◆ QUOTED TEXT

☆ ☆ ☆

# Thread: paramatised curve and self-intersection points.

1. ## paramatised curve and self-intersection points. Need Extra help!

So i have the curve:

$\displaystyle \gamma(t) =(t^2-t+1, t^2-t)$

And i need to show that it has one self-intersection point.

To me, it is obviously at 0 and 1, as at these points $\displaystyle \gamma$ is equal to zero.

Now, the thing is, i think i must have missed this lecture. I can't find any reference in my differential geometry book, and my google fu is failing me.

Can anyone show me the method on how to show self-intersection points?
I'll solve the question once i know how.

Thus far, i've been unable to figure out my own way. These damn parametric equations upset me so.

☆ ☆ ☆

◆ SUPPLIED ENTRIES
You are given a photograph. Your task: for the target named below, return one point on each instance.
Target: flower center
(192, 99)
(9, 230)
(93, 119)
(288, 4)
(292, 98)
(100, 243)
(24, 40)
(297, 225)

☆ ☆ ☆

◆ DIRECTIVE
Extend the forum thread on the self-intersection point of the parametrized curve, starting after "These damn parametric equations upset me so." The records play no part here and can be set aside.

◆ OUTPUT FOR THIS TASK
so far i've though maybe if
$\displaystyle \gamma(t) = \gamma(u)$
where
$\displaystyle (t^2-t+1, t^3-t) = (u^2-u+1, u^3-u)$
but yeh.

Halp?

2. Hello, paronga!

Your idea is a good one!

So i have the curve: .$\displaystyle \gamma(t) \:=\:(t^2-t+1, t^2-t)$

And i need to show that it has one self-intersection point.

So far, i've thought maybe if : .$\displaystyle \gamma(t) = \gamma(u)$

where: .$\displaystyle (t^2-t+1, t^3-t) \:=\: (u^2-u+1, u^3-u)$ . Yes!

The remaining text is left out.